Ce mercredi 4 octobre, nous fêtons la mémoire de saint François d’Assise.
J’imagine François pas trop grand, musclé, carré même, certainement moins angélique que ne l’ont peint Cimabue ou Giotto. Beau ! Type Alain Delon ou Steeve Mc Queen, Leonardo DiCaprio peut-être mais brun : comme Dieu a vu l’homme neuf, juste avant de lui souffler dans le nez ! Une voix sonore, le regard malin, le type même de la jeunesse dans sa fraîcheur de vivre, sa joie sans cesse renouvelée devant le vaste monde à découvrir.
J’imagine François irrésistible malgré lui, d’un charme invraisemblable parce que tellement naturel que cela cesse d’être naturel, d’une santé tellement contagieuse que cela devient la sainteté, d’une vérité si simple et spontanée qu’elle vous convainc avant d’être exposée. Et je comprends son succès, je comprends qu’on l’ait suivi, qu’on ait voulu se chauffer à son soleil, fredonner dans sa musique, s’enivrer de son parfum, de son existence, de son amitié. Et je comprends aussi qu’il y ait eu au bout du compte des frictions, des divergences, des tensions. Etait-il possible de vivre longtemps ainsi ? Etait-il possible de former une communauté sur ce modèle-là, unique et inimitable, sans autre règle que l’Evangile, sans autre programme qu’une radicale pauvreté ? Les mauvaises langues disent qu’il n’y a jamais eu qu’un seul franciscain, François, comme il n’y a peut-être jamais eu qu’un seul chrétien, Jésus… et encore : il était juif !

**EXERCICES**
1) Dans l'extrait sur saint François d'Assise, recopiez le passage qui commence à "J’imagine François pas" et se termine à "monde à découvrir.", en remplaçant "musclé" par "robuste".
2) D'après l'extrait sur saint François d'Assise, quels peintres l'auraient représenté plus angélique qu'il ne l'était ?

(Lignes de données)
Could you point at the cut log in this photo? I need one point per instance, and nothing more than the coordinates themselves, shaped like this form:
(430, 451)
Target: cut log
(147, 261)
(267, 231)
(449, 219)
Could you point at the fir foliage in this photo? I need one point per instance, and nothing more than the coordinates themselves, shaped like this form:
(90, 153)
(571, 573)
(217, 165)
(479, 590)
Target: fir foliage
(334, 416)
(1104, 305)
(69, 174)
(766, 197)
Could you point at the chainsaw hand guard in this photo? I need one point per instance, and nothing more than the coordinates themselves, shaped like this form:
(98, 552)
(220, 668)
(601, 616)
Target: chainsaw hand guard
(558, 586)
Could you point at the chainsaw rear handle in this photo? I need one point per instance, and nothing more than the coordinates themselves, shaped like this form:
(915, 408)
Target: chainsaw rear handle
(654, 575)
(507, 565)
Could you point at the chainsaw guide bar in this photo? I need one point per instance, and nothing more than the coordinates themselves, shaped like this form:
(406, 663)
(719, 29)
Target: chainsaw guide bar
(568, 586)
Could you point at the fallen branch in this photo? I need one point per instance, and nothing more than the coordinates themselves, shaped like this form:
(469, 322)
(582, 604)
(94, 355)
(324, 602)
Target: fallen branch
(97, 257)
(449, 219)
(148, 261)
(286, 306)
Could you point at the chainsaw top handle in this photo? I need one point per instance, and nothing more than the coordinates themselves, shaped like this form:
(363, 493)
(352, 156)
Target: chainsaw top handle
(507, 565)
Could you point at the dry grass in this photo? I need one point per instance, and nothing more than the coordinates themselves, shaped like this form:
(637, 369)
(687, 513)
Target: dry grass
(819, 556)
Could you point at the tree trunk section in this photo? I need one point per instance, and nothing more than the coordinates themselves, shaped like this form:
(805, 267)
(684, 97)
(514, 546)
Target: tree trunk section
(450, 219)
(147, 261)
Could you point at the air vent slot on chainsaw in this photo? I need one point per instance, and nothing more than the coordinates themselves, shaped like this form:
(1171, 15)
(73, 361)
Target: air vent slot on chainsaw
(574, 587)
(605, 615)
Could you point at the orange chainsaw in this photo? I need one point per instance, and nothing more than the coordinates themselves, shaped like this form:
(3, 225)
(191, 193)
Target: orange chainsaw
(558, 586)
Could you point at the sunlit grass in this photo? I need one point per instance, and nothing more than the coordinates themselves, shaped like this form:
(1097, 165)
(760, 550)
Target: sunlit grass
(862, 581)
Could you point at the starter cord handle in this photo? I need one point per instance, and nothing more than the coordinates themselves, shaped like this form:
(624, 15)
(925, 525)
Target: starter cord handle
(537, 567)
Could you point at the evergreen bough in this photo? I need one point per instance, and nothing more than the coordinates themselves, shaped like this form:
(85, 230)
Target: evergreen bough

* * *

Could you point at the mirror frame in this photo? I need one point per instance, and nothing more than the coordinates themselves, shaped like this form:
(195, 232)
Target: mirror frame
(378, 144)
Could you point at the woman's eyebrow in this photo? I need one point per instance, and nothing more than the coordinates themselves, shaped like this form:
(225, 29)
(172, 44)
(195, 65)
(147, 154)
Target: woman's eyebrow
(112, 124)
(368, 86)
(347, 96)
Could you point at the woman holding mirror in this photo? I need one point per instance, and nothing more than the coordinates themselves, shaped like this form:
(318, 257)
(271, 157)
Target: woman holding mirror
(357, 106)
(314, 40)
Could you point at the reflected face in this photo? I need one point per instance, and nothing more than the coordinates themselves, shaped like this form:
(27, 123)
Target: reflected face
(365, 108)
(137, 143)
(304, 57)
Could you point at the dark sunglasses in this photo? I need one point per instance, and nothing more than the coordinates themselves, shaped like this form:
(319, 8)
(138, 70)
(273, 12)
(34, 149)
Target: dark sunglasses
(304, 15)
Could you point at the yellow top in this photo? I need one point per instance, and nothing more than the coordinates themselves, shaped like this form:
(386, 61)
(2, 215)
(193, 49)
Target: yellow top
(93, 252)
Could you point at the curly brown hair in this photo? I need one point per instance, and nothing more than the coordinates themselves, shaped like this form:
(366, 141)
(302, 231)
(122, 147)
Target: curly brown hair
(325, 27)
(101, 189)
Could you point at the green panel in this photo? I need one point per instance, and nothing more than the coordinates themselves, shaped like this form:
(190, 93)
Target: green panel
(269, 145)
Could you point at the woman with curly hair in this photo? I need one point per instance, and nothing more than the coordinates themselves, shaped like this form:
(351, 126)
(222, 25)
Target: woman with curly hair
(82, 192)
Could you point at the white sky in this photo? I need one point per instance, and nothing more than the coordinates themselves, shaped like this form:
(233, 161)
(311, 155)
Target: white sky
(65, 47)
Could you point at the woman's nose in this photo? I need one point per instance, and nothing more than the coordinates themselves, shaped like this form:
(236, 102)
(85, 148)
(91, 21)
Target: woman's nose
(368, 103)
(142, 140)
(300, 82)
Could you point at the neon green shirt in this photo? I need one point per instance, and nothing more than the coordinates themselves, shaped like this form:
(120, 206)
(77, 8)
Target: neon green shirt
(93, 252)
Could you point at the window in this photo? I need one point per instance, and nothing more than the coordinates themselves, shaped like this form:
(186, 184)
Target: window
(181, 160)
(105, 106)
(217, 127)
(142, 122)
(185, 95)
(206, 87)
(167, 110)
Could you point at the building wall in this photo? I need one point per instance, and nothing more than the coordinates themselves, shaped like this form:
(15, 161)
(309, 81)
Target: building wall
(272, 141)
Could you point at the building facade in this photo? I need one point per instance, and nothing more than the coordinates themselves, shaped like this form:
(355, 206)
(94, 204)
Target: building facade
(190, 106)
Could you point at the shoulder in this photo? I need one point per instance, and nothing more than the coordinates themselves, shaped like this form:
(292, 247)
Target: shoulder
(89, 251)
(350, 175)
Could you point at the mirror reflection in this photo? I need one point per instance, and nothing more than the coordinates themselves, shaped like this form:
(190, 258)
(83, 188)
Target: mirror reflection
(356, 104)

* * *

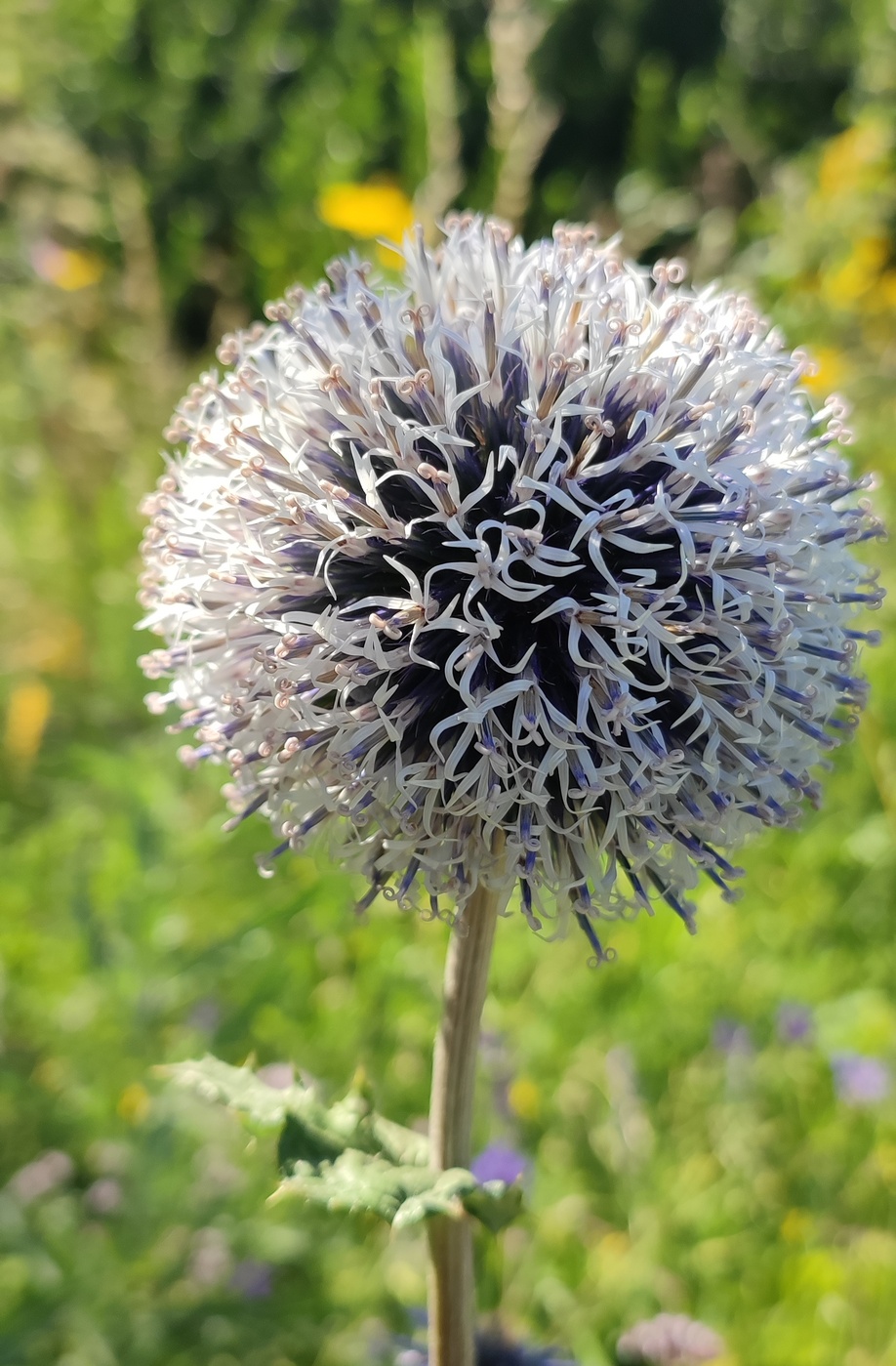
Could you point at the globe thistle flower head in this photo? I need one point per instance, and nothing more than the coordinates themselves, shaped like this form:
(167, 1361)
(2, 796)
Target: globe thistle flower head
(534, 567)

**RÉPONSES**
1)
J’imagine François pas trop grand, robuste, carré même, certainement moins angélique que ne l’ont peint Cimabue ou Giotto. Beau ! Type Alain Delon ou Steeve Mc Queen, Leonardo DiCaprio peut-être mais brun : comme Dieu a vu l’homme neuf, juste avant de lui souffler dans le nez ! Une voix sonore, le regard malin, le type même de la jeunesse dans sa fraîcheur de vivre, sa joie sans cesse renouvelée devant le vaste monde à découvrir.

2) Cimabue et Giotto.